### Instructions to follow
From the therapy text below, list each sexual victimization issue that the therapists at New Beginnings are said to specialize in treating.

### Text passage

Segment Open

Therapy

New Beginnings offers long-term therapy services that utilize techniques geared towards the reduction of trauma symptoms. Therapists at New Beginnings specialize in treating sexual victimization issues such as relationship difficulties, anxiety, phobias, depression, and post-traumatic stress. Each client will be offered individualized treatment and will be given referrals if issues outside the scope of sexual victimization emerge. Treatment length varies, depending on treatment needs. Also note that services at New Beginnings are on a voluntary basis, and clients may discontinue services at any time.

Our therapists use prescriptive client-focused approaches tailored to the basis of each client’s needs. This may include some combination of any of the following practices: 

Eye Movement Desensitization and Reprocessing (EMDR)

As per the EMDR Institute: “EMDR is a psychotherapy that enables people to heal from the symptoms and emotional distress that are the result of disturbing life experiences.  Repeated studies show that by using EMDR therapy people can experience the benefits of psychotherapy that once took years to make a difference. It is widely assumed that severe emotional pain requires a long time to heal.  EMDR therapy shows that the mind can in fact heal from psychological trauma much as the body recovers from physical trauma.  When you cut your hand, your body works to close the wound.  If a foreign object or repeated injury irritates the wound, it festers and causes pain.  Once the block is removed, healing resumes.  EMDR therapy demonstrates that a similar sequence of events occurs with mental processes.  The brain’s information processing system naturally moves toward mental health.  If the system is blocked or imbalanced by the impact of a disturbing event, the emotional wound festers and can cause intense suffering.  Once the block is removed, healing resumes.  Using the detailed protocols and procedures learned in EMDR therapy training sessions, clinicians help clients activate their natural healing processes.”

NeuroAffecticve Relational Model (NARM)

As per the NARM Training Institute: “NARM is a cutting-edge model for addressing attachment, relational and developmental trauma, by working with the attachment patterns that cause life-long psychobiological symptoms and interpersonal difficulties. These early, unconscious patterns of disconnection deeply affect our identity, emotions, physiology, behavior and relationships. Learning how to work simultaneously with these diverse elements is a radical shift that has profound clinical implications for healing complex trauma.  As such, NARM is positioned to become an invaluable treatment option for the Trauma-Informed Care movement as we gain greater understanding of the nature of adverse childhood experience (ACEs).”

Segment Closed

### Exercise data
Segment Open

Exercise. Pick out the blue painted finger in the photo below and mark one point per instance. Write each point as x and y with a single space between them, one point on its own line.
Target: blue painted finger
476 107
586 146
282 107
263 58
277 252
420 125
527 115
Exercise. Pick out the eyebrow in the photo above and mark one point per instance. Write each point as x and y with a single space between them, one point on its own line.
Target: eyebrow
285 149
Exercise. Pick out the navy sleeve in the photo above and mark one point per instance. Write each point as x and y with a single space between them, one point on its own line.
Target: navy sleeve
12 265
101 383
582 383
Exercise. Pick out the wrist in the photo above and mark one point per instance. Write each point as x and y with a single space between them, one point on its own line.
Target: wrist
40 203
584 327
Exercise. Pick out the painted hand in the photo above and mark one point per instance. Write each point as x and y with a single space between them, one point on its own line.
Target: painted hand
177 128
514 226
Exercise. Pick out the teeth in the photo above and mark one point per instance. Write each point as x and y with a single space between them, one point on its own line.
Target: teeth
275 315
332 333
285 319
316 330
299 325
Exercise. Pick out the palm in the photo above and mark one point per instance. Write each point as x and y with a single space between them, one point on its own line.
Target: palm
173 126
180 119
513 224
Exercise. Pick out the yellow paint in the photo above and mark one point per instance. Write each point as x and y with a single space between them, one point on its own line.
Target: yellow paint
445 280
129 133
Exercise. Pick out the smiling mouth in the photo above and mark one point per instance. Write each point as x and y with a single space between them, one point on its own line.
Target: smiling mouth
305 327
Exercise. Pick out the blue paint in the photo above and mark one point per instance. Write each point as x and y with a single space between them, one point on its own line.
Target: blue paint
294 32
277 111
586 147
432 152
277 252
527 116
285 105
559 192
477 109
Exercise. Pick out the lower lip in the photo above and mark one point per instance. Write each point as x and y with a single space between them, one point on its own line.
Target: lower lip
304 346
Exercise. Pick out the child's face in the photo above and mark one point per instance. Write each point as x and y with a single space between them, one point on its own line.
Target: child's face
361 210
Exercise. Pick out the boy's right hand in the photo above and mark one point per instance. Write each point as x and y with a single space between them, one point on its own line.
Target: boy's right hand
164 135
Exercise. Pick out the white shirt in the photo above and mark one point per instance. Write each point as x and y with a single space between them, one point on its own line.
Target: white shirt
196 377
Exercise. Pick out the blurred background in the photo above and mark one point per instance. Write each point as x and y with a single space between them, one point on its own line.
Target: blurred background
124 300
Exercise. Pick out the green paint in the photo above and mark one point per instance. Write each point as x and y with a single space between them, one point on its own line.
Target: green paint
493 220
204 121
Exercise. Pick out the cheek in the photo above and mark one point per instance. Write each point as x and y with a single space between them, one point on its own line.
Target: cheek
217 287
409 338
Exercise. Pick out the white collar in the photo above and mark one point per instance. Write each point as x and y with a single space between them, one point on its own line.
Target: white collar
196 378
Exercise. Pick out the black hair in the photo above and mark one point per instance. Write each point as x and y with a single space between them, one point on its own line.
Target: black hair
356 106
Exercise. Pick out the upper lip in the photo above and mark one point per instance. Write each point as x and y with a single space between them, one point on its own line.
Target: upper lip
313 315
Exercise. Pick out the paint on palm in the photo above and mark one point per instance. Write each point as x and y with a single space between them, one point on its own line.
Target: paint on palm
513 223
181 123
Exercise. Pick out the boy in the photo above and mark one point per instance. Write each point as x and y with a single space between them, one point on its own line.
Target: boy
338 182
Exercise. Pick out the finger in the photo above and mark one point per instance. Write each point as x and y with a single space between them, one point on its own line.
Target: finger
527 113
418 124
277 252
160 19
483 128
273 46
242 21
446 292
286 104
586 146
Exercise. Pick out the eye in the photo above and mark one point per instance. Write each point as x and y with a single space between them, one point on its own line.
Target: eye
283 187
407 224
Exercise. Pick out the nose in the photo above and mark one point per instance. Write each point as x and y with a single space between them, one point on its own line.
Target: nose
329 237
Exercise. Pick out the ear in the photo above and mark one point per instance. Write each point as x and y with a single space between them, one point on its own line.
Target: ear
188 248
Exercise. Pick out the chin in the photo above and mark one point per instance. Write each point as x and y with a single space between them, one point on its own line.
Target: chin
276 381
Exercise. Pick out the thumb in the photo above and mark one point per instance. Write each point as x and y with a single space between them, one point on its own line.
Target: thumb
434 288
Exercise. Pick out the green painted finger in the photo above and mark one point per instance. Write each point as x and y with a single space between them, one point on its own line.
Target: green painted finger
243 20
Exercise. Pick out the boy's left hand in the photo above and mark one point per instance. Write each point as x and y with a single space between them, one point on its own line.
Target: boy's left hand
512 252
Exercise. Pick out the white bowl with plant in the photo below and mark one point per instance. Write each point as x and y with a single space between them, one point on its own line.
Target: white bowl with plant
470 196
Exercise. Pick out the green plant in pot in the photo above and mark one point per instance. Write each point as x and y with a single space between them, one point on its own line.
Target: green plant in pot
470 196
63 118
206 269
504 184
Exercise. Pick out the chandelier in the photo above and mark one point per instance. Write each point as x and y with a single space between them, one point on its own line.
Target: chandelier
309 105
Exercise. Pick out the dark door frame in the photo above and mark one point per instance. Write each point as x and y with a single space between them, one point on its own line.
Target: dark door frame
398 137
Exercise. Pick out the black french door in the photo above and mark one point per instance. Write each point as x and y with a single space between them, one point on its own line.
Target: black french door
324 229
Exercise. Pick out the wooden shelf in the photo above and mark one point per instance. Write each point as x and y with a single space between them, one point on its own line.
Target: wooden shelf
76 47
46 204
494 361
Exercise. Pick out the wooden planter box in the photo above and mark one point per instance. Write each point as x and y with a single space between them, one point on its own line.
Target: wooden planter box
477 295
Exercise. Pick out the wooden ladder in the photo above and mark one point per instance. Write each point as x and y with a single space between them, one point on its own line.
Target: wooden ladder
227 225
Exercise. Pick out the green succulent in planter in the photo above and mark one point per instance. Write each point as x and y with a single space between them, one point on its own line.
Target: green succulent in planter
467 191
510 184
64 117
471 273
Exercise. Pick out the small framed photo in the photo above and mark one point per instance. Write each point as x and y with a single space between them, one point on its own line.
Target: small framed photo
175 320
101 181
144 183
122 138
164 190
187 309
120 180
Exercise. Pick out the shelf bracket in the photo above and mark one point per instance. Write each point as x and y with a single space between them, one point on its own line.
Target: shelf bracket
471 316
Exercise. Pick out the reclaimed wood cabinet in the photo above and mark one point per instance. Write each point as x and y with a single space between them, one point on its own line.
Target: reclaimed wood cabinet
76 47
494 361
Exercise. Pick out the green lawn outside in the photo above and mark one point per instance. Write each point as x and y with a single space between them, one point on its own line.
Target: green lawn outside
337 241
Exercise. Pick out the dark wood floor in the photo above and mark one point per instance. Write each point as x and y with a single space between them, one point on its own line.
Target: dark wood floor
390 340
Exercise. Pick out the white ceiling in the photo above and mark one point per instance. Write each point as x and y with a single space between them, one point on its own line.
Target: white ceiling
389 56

Segment Closed
Segment Open

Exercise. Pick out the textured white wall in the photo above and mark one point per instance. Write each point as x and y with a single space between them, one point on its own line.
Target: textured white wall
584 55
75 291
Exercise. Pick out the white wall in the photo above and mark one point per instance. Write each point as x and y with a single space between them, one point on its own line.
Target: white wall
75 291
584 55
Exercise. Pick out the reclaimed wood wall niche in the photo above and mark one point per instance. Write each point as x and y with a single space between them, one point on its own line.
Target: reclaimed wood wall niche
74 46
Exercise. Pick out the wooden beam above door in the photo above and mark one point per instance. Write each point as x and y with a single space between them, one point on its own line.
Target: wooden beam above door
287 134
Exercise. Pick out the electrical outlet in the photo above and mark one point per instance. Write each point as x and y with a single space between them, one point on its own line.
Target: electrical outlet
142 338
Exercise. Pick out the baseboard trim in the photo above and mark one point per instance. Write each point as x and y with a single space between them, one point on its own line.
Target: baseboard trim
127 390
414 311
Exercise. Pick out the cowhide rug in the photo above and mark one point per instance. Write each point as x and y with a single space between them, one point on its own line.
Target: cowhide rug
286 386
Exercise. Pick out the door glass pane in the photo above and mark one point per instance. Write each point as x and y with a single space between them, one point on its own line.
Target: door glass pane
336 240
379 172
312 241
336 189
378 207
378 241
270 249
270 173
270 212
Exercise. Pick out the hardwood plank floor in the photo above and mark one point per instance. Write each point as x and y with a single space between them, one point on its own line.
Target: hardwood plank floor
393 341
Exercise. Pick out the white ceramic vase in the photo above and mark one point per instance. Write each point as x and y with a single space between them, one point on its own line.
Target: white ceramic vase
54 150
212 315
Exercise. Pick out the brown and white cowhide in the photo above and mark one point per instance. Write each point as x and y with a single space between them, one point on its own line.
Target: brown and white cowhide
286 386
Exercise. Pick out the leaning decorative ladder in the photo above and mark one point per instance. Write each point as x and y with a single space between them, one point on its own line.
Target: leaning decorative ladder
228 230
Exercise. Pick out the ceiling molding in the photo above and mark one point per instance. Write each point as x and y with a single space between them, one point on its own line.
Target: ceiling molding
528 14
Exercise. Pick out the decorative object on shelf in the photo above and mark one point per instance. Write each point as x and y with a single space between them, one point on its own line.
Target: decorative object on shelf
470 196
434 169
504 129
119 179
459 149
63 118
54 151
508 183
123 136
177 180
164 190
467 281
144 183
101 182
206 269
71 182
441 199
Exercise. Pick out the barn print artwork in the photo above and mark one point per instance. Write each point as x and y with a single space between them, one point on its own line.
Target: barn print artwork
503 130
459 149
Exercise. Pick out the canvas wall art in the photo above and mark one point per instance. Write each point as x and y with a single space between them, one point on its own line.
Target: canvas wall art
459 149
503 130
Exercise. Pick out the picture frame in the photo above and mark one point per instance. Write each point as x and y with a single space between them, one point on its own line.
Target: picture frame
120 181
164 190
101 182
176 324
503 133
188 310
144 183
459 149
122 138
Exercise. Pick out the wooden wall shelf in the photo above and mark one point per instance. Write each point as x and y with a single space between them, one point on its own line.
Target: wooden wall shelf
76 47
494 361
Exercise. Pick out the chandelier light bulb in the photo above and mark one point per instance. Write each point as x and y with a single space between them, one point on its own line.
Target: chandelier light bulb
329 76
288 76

Segment Closed

### Solved problem
relationship difficulties, anxiety, phobias, depression, post-traumatic stress